• TASK INPUT:
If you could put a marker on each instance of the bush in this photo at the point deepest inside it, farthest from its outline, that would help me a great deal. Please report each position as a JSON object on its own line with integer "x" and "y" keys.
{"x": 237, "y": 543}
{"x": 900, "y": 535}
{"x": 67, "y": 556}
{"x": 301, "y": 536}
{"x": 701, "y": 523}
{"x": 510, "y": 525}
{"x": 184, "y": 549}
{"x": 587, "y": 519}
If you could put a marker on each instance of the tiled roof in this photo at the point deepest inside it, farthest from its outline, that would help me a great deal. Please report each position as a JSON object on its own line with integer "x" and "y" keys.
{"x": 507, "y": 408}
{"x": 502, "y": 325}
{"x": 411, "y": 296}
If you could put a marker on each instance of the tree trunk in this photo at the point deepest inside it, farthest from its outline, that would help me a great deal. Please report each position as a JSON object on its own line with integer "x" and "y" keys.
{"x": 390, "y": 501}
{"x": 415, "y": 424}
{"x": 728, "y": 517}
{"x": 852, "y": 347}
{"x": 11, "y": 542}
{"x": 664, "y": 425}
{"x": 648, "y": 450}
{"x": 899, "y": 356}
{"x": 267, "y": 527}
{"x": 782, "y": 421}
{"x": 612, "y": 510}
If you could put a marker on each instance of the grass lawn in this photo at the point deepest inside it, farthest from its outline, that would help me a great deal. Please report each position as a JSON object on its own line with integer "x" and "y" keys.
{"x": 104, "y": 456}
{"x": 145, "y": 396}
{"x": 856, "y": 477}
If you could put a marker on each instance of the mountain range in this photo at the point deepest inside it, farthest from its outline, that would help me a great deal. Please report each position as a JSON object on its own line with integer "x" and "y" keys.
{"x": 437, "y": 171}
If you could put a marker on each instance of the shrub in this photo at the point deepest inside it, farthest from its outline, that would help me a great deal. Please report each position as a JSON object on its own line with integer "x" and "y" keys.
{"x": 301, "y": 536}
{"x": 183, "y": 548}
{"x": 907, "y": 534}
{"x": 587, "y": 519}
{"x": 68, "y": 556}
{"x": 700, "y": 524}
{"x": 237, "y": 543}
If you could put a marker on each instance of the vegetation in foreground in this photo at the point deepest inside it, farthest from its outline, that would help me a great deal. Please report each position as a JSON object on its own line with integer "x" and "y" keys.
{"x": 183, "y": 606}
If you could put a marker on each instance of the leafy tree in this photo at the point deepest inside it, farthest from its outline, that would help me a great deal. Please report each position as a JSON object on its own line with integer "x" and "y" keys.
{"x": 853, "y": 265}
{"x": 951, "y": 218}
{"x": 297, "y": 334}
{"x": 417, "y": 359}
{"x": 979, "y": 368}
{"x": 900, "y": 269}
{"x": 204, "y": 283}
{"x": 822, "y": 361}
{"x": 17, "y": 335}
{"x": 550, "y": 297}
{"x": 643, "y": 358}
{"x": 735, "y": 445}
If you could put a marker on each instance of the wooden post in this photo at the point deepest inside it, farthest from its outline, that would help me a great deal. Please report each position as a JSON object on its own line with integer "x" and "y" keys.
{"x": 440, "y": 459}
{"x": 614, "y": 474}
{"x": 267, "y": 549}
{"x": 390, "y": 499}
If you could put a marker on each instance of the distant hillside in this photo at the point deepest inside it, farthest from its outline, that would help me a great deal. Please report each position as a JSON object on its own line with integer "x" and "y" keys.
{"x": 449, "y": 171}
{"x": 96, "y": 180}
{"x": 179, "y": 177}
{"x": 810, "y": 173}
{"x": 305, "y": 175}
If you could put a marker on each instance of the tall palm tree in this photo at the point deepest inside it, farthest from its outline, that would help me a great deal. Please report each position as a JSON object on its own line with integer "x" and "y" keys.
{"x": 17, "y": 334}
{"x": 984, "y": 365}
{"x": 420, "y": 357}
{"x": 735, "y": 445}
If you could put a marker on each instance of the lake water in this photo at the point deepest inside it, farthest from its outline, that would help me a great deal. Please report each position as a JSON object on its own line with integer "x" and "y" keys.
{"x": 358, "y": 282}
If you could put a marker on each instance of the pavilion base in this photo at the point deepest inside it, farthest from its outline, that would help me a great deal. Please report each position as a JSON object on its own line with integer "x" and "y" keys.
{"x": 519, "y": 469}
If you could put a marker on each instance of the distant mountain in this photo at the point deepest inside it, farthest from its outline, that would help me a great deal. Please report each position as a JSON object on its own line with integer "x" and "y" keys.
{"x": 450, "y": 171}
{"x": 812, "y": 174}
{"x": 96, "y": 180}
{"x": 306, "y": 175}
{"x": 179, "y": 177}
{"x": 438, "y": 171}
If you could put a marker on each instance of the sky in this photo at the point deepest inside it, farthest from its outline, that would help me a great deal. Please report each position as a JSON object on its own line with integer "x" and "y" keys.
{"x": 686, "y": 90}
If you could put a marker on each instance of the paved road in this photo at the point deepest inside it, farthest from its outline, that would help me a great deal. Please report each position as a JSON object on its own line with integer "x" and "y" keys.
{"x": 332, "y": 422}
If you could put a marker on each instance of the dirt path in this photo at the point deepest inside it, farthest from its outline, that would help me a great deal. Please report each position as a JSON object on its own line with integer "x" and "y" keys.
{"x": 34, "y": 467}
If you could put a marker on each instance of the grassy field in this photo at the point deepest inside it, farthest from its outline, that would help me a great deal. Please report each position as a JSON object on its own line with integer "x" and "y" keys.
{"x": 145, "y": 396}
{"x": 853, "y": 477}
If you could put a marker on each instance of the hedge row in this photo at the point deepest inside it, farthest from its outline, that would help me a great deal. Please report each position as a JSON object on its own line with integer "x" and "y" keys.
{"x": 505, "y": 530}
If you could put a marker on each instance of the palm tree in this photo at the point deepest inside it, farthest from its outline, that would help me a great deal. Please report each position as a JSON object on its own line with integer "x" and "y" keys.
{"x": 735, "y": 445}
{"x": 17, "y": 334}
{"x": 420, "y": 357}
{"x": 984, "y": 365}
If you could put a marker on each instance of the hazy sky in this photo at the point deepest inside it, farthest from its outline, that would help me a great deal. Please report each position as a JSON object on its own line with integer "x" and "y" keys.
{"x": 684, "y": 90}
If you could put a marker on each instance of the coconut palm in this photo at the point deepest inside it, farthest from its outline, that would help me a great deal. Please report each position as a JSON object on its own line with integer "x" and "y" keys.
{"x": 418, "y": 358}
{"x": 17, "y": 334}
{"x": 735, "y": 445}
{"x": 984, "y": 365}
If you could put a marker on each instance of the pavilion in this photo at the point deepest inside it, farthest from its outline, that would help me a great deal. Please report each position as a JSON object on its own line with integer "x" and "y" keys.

---

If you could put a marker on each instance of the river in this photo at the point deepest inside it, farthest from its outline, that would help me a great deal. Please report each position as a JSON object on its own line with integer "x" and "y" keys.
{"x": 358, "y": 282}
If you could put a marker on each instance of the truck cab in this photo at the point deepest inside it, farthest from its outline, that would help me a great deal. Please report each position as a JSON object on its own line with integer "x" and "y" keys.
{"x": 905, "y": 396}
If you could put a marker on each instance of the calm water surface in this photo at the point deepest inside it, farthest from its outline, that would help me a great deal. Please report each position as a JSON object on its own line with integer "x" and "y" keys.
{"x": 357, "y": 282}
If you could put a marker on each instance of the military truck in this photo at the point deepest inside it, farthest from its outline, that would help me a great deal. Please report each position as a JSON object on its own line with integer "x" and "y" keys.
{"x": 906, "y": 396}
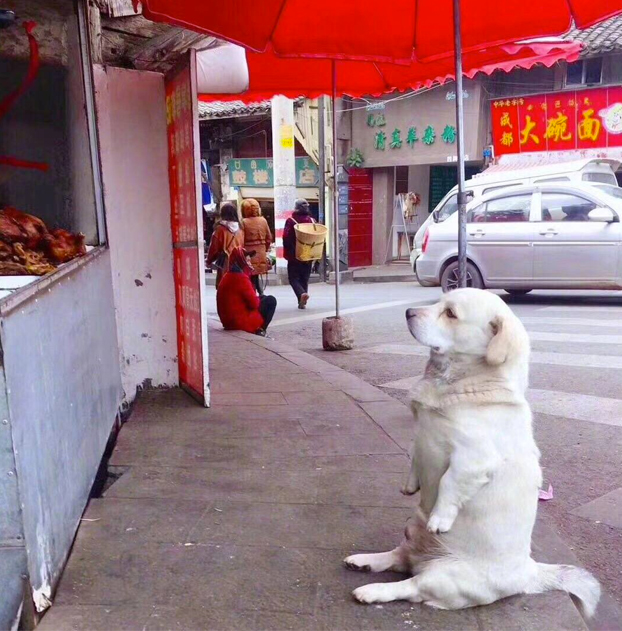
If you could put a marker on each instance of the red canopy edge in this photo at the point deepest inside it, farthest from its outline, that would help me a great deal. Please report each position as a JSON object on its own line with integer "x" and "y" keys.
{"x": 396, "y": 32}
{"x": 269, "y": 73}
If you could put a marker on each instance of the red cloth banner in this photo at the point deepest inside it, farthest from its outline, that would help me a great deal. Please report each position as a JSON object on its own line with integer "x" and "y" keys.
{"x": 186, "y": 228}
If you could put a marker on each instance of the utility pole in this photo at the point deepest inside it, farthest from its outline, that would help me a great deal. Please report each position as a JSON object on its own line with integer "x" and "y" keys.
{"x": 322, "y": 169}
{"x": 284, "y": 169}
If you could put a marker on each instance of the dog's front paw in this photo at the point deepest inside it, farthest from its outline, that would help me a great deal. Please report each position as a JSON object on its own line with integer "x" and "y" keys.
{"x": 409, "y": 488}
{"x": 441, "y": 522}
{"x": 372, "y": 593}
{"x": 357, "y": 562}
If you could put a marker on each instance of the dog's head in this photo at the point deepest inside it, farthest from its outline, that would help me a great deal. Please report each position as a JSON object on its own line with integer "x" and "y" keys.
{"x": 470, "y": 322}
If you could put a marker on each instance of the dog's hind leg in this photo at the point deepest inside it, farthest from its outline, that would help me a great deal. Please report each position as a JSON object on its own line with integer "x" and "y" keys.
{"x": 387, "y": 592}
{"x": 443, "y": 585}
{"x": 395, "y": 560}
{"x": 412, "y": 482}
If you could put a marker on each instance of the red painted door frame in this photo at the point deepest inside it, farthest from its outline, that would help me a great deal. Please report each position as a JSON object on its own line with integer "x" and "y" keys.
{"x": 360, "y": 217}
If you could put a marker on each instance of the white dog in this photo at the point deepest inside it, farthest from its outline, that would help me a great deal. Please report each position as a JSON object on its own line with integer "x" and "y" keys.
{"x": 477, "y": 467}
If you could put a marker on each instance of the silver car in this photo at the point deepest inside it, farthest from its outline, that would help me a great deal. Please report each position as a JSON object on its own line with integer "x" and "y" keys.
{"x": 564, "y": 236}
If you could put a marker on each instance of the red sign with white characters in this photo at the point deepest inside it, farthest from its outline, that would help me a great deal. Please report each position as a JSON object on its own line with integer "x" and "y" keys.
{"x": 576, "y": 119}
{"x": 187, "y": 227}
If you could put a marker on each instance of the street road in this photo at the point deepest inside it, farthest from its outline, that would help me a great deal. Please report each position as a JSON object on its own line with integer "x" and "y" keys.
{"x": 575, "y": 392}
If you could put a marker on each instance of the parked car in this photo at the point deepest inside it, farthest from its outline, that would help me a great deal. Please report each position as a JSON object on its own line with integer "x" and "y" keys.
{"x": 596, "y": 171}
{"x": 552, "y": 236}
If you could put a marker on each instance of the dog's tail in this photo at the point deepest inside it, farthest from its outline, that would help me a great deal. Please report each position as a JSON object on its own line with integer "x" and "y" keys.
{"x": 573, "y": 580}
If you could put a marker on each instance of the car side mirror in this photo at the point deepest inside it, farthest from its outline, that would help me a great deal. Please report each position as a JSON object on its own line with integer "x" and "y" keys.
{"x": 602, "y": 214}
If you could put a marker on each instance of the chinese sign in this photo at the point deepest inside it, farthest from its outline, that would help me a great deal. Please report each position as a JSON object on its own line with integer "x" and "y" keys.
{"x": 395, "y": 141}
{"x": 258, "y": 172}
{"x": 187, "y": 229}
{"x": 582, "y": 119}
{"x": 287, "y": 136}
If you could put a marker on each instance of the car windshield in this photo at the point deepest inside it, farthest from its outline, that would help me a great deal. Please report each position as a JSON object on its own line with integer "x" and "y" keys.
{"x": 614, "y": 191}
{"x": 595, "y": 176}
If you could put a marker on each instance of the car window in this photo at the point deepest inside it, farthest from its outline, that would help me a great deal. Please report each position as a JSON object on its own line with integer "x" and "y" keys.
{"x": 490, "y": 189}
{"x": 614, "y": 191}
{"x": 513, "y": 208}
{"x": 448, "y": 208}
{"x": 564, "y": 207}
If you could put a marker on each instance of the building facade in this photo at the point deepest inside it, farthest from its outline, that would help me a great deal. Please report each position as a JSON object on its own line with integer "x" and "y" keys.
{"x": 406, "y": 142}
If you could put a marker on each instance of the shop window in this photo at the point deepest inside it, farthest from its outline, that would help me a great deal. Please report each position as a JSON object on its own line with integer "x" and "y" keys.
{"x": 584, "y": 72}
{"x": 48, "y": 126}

...

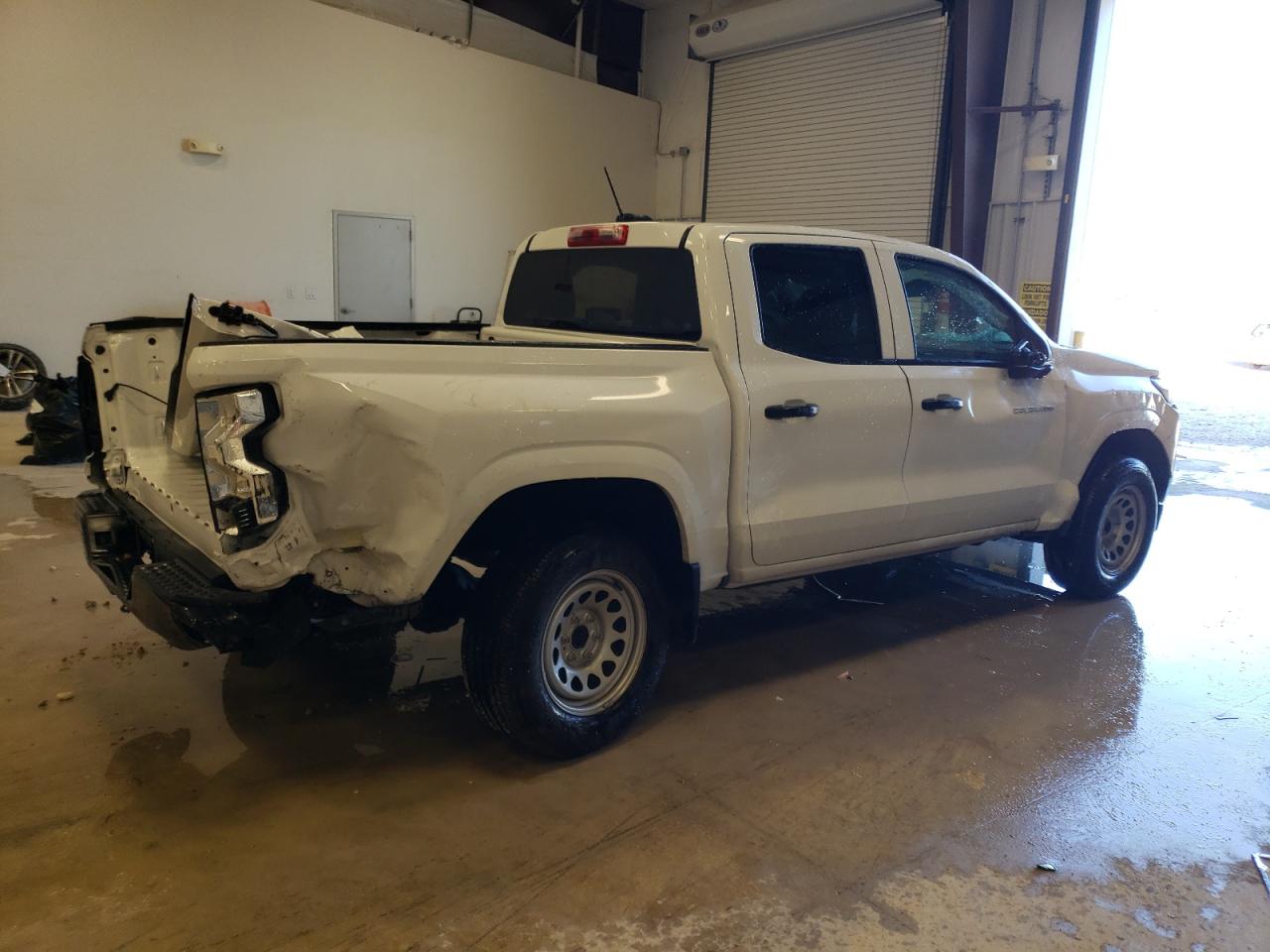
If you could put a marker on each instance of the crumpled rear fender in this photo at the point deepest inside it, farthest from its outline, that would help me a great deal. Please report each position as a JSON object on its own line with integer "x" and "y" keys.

• PROBLEM TO WORK ON: Gather every line of the records that contains the word "road" and copy each one out.

• THE COMPLETED TASK:
If you could put a marker on each instance of the paved road in this photo at the point deepest inside it, farthest from its outline, that would help me a great deal. Please report each position as a JSON object on its own line with integer "x" and "y" keys.
If you could put a marker on each instance of the street road in this photo at the point deepest inside it, farthest from its outline, that would help me a great deal. Please report each position as a JSON object on its own line with integer "x" and "y" keys.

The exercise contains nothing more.